WRITTEN EXERCISE =>
Update the entries below by replacing each occurrence of "Mark a point on each instance" with "Place a point on every instance" and leaving every other word unchanged. Omit the pictures from your answer.

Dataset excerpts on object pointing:
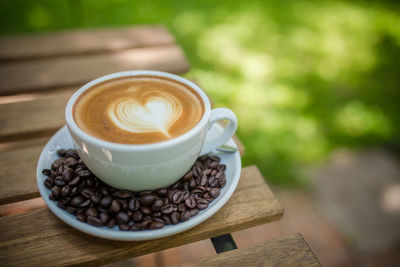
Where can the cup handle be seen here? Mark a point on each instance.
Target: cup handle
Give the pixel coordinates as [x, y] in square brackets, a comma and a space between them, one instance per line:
[216, 115]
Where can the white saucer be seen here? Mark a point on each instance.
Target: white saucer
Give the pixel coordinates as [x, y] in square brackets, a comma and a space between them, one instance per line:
[62, 139]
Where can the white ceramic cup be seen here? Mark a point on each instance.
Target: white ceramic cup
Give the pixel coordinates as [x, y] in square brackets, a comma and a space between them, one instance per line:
[148, 166]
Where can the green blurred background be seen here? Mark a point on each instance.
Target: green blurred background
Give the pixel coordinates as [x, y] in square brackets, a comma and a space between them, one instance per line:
[304, 77]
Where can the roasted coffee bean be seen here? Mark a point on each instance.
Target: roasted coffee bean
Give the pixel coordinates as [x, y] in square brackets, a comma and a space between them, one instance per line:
[192, 184]
[156, 206]
[74, 191]
[87, 192]
[124, 203]
[90, 182]
[81, 193]
[122, 217]
[188, 176]
[46, 172]
[95, 199]
[83, 173]
[213, 165]
[156, 225]
[81, 217]
[170, 193]
[104, 191]
[185, 216]
[94, 221]
[145, 192]
[195, 172]
[193, 212]
[61, 205]
[74, 181]
[135, 227]
[176, 185]
[137, 216]
[124, 194]
[56, 164]
[156, 214]
[111, 223]
[214, 192]
[213, 181]
[71, 209]
[175, 217]
[145, 210]
[105, 202]
[104, 217]
[59, 181]
[56, 191]
[167, 209]
[81, 211]
[222, 181]
[60, 170]
[71, 153]
[181, 207]
[166, 219]
[48, 183]
[177, 197]
[91, 212]
[190, 202]
[53, 174]
[133, 204]
[65, 191]
[186, 186]
[203, 181]
[61, 152]
[158, 220]
[147, 199]
[115, 206]
[76, 201]
[162, 192]
[85, 203]
[196, 191]
[124, 227]
[145, 223]
[68, 174]
[221, 167]
[202, 204]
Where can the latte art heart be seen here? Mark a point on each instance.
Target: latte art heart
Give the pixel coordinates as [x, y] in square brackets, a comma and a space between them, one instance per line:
[157, 114]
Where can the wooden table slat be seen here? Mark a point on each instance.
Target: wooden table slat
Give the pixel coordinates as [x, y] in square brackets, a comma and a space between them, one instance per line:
[289, 251]
[18, 162]
[38, 237]
[18, 77]
[28, 47]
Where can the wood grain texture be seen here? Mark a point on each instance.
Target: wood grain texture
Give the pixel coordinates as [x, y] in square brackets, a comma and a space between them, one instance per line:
[37, 237]
[18, 170]
[28, 47]
[41, 115]
[289, 251]
[17, 77]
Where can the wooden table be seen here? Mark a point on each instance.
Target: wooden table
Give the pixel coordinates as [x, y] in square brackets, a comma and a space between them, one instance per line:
[38, 74]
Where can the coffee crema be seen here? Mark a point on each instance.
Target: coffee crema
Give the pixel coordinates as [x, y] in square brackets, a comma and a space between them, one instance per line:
[138, 110]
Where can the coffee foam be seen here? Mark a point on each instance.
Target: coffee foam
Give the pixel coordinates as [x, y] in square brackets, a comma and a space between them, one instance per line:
[138, 110]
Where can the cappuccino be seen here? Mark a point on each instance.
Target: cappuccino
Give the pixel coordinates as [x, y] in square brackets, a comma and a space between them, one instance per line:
[138, 110]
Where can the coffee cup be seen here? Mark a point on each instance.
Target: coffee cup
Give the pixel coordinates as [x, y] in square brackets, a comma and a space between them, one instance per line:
[143, 130]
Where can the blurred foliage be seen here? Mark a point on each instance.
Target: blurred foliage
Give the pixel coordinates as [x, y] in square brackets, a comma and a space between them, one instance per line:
[304, 77]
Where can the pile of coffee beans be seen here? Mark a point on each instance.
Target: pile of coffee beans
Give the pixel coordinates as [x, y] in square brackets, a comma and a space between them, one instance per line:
[80, 192]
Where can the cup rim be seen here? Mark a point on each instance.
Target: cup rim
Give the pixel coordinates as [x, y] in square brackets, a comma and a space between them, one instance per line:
[72, 125]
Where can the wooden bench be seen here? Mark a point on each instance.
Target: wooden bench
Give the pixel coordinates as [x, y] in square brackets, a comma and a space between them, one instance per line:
[289, 251]
[38, 74]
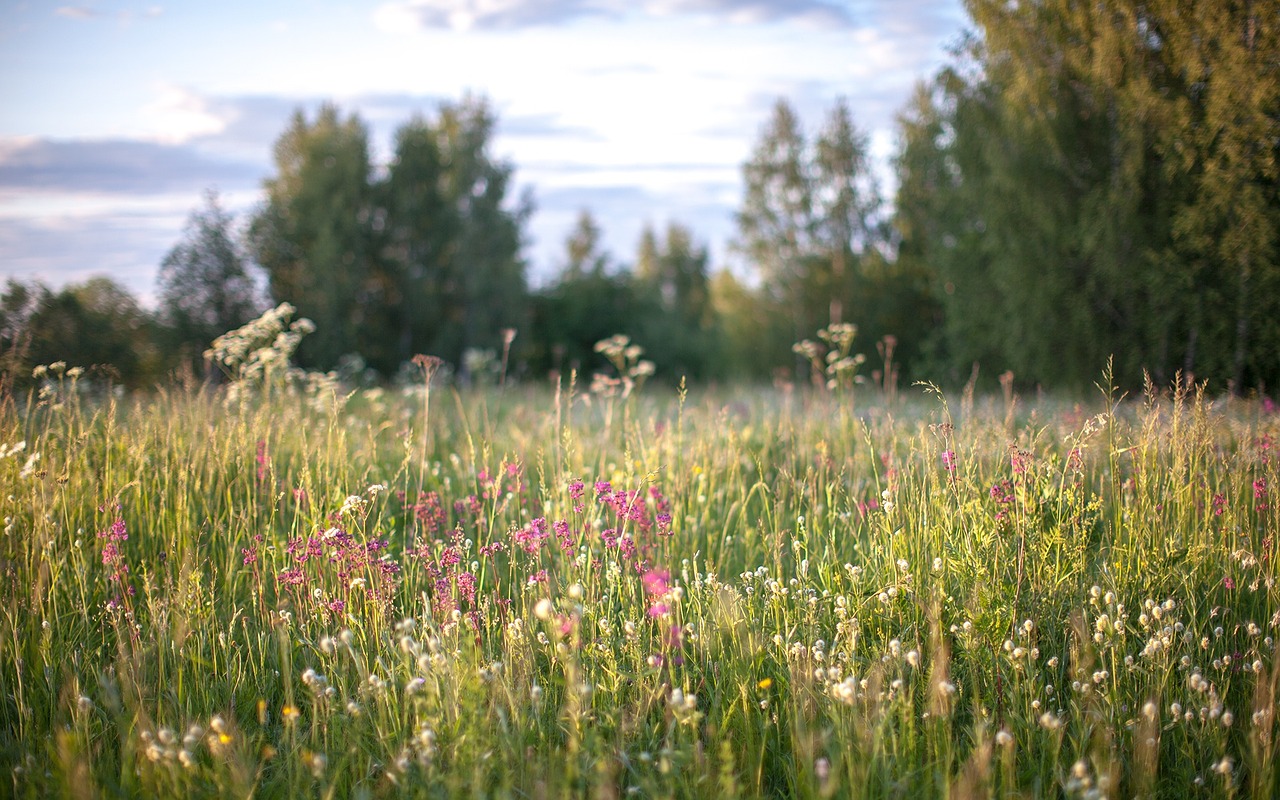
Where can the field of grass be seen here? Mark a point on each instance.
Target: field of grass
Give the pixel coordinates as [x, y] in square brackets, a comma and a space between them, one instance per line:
[540, 593]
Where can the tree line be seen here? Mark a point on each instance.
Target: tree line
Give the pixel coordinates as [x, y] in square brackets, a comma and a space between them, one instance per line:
[1079, 183]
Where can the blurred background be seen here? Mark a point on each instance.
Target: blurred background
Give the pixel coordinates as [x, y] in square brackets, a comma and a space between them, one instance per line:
[988, 190]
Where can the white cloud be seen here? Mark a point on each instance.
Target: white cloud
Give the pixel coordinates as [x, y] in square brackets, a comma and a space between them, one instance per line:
[179, 114]
[402, 16]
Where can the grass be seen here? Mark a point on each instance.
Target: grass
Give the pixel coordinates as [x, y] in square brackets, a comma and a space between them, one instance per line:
[777, 593]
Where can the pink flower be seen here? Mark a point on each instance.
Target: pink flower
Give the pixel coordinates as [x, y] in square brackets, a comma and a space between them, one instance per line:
[656, 581]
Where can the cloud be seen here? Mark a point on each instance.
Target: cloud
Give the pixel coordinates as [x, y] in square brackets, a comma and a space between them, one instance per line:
[511, 14]
[126, 167]
[58, 250]
[86, 13]
[77, 12]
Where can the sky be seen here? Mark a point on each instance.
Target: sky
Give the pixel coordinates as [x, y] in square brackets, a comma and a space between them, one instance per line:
[117, 117]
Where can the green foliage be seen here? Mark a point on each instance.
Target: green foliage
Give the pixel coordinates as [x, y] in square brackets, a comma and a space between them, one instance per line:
[452, 243]
[205, 284]
[1110, 168]
[96, 325]
[315, 233]
[812, 223]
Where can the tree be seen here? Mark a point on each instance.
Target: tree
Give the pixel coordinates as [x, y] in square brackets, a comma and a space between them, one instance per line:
[452, 242]
[315, 233]
[205, 286]
[1101, 179]
[96, 325]
[675, 302]
[846, 202]
[776, 220]
[589, 301]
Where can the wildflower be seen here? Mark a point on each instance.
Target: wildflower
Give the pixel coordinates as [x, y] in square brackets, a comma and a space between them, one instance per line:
[656, 581]
[543, 609]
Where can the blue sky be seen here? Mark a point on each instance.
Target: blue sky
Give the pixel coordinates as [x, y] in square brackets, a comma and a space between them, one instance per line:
[115, 115]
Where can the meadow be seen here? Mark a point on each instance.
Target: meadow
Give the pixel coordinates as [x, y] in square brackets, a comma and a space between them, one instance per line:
[283, 589]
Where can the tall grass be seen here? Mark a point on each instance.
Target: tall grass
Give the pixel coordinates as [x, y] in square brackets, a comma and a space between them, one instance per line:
[545, 593]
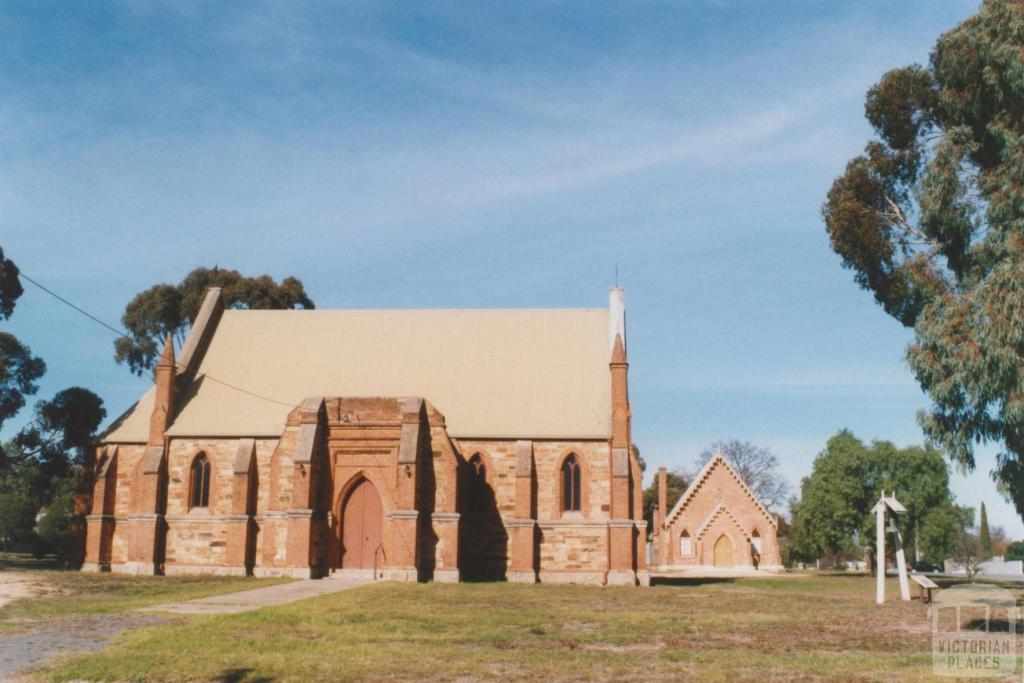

OUTPUT FOR THIS TASK =>
Where can the cup handle be seen here? Place a point on every instance.
Target: cup handle
Give the pixel coordinates as [x, y] in square brackets, a comma and a space between them, one instance per line:
[216, 115]
Where can the white saucer be seen here? Place a point on every instance.
Target: white saucer
Give the pixel coordinates as [x, y] in square brackets, a comma and a space between them, one instance per line:
[62, 139]
Where can the white ceramic cup be seen here? Place a point on every instance.
Target: white ceramic cup
Give the pixel coordinates as [x, y] in square brackets, a comma and a space between them, one instance per line:
[148, 166]
Where can the green blurred background be seen here? Place a point on every instance.
Target: green blurred background
Give the pixel coordinates as [x, y] in square brackets, a comma and a space between them, one instance per line:
[304, 77]
Where can the roasted coffee bean be seen here? Place a point on every instance.
Target: roasted coffee bean
Give the pixel coordinates as [x, y] in square brackets, a comma and a space between them, one instance per line:
[192, 184]
[156, 206]
[74, 191]
[87, 192]
[124, 203]
[90, 182]
[81, 193]
[122, 217]
[188, 176]
[46, 172]
[95, 199]
[83, 173]
[213, 165]
[156, 225]
[81, 217]
[170, 193]
[104, 191]
[185, 216]
[94, 221]
[145, 192]
[195, 172]
[193, 212]
[61, 205]
[74, 181]
[135, 227]
[176, 185]
[137, 216]
[124, 194]
[56, 164]
[156, 214]
[111, 223]
[214, 192]
[213, 181]
[71, 209]
[175, 217]
[145, 210]
[105, 202]
[104, 217]
[59, 181]
[56, 191]
[167, 209]
[81, 211]
[222, 181]
[60, 170]
[71, 153]
[181, 207]
[166, 219]
[48, 183]
[177, 197]
[91, 212]
[190, 202]
[53, 174]
[133, 204]
[65, 191]
[186, 186]
[203, 181]
[61, 152]
[158, 220]
[147, 199]
[115, 206]
[76, 201]
[162, 192]
[85, 203]
[196, 191]
[124, 227]
[145, 223]
[68, 174]
[221, 167]
[202, 204]
Where can the latte art heart be seen here? Place a point on every instance.
Target: latte art heart
Give the pixel coordinates as [x, y] in square brackets, a comma and a space between them, one instance per line:
[157, 114]
Where can the wooden table slat be seen here? Place a point on every instance.
Target: wooden table slat
Give the pixel coordinates as [x, y] in square brackets, a comma and a space between them, one instance per line:
[289, 251]
[18, 162]
[38, 237]
[18, 77]
[28, 47]
Where can the wood grain texture be seen here? Place a point on every instance.
Target: wood grain texture
Give the pixel coordinates as [x, y] in square brackets, a comma and a space between them, one instance per line:
[37, 237]
[18, 170]
[28, 47]
[41, 115]
[289, 251]
[17, 77]
Where can the wooden table be seen here? Place a point on every instance.
Target: wooden table
Give the pixel coordinates as [x, y] in square brackets, a comma and a space between them, one instance per line:
[38, 74]
Where can the coffee crema be seen here? Place a point on every instance.
Target: coffee crema
Give the pixel coordinates as [x, y] in square brackets, a comma and a space between them, one instance per line:
[138, 110]
Where can the coffee foam be seen here? Place a point on every instance.
Target: coffee foam
Give the pixel coordinates as [x, y] in square brackets, a comma and a space between them, one instance per line:
[138, 110]
Where can the cappuccino be seen here? Place a point on every instance.
Target: cappuccino
Give the pixel coordinates as [x, y] in square brackets, a comma and a space between them, one instance per line:
[138, 110]
Where can the coffee cup be seen here? Place a point on every instance.
Target: coffee cup
Give the pixel coordinates as [x, y] in square brackets, a comma and a space between them, one instance per line:
[143, 130]
Where can the blurred foliage be seen here? Place a point on every instance.
Target: blurred foliage
Give the pixel coordinates as [x, y] in square brackets, a comma and a space between them, one instance per line:
[304, 77]
Where can the pile of coffee beans be seen here? Place a point on every instance.
Target: pile of coffee beans
Give the pixel coordinates as [x, y] in square brackets, a comma and a space between them, one instance per line:
[80, 192]
Where can the cup rim be seen here? Place a point on every instance.
Target: cup rim
Give the pixel coordinates as [x, y] in square brackets, a comma and a space between them, one instance per line:
[72, 125]
Where can the wooden bench be seen here? Place a point on every instance.
Target: wooden bench
Give the pixel coordinates as [x, y] in square brackets, a comma and a space between them, one instance per line:
[289, 251]
[38, 74]
Where can the field of grass be seen here? Place a point on every instance.
Target: field of grass
Give the pixel coordinates as [x, y] in square brackets, a comma and a space between them, one instance per line:
[540, 593]
Where can the tree line be seen here? Place a point on every instance.
Target: tree line
Give the pixel coordinates as [x, y] in square brackets, a comma and a space between them, one instance per line:
[1079, 183]
Where can the blurred background be seen here? Place a point on every instance.
Target: blurred background
Give the pixel coordinates as [x, y] in square brackets, a comma and a space between them, one instance per line:
[988, 190]
Where can the white cloud be seen here? Place a point on every instance.
Target: white cloud
Give the pixel coordinates as [x, y] in square brackets, a comma and a space between them, one instance per line:
[179, 114]
[402, 16]
Where can the grass be seen here? Place a point on every instance.
Target: grass
Give the pixel coordinates as [x, y] in square brackets, a comma and a space between them, one instance per line:
[777, 593]
Where can the pink flower be seen here? Place a point on every instance.
Target: pink flower
Give the pixel coordinates as [x, y] in square brackets, a comma and a space between them, one instance per line:
[656, 581]
Where can the cloud be seen here? Place a point on every instance.
Target: cloud
Give the pixel coordinates as [x, y] in square brackets, a comma and a space between them, one instance per line:
[511, 14]
[126, 167]
[58, 250]
[86, 13]
[77, 12]
Where can the sky be seen here? Place a point on every instance.
Target: sky
Give the pixel coordinates as [x, y] in square brackets, a comma and a space between them, one instance per line:
[117, 117]
Where can the green foliage be seen here? Place a point on every instance.
Target: green foliage
Give the pixel coordinates as [x, y] in square brackets, a comma and a space between them, one instance per line:
[452, 243]
[205, 284]
[1110, 168]
[96, 325]
[315, 233]
[812, 223]
Where can the tree be seen here? Place a point on every instance.
Target: tree
Give the pixel coordinates as [x, y] in square brackets, a comma and a space between them, one instance per line:
[452, 242]
[315, 233]
[205, 286]
[1101, 179]
[96, 325]
[675, 302]
[846, 202]
[776, 220]
[589, 301]
Where can the wildflower be seen here? Place a point on every instance.
Target: wildflower
Give the pixel coordinates as [x, y] in square brackets, a comma and a space between them, one instance per line:
[656, 581]
[543, 609]
Where can the blue sky be seen here? Place a point on every instance.
Target: blue sky
Give the pixel coordinates as [x, y] in square brackets, a comma and a space between them, one instance per line:
[115, 115]
Where can the meadow be seen here? Place a point on every instance.
Target: meadow
Give the pixel coordinates as [x, y] in square brackets, a comma and a space between them, one instance per line:
[283, 589]
Where can the tall grass be seen here? Place a point on every instance.
Target: tall grass
Give the pixel coordinates as [x, y] in square brackets, a comma and a space between them, one instance per line:
[545, 593]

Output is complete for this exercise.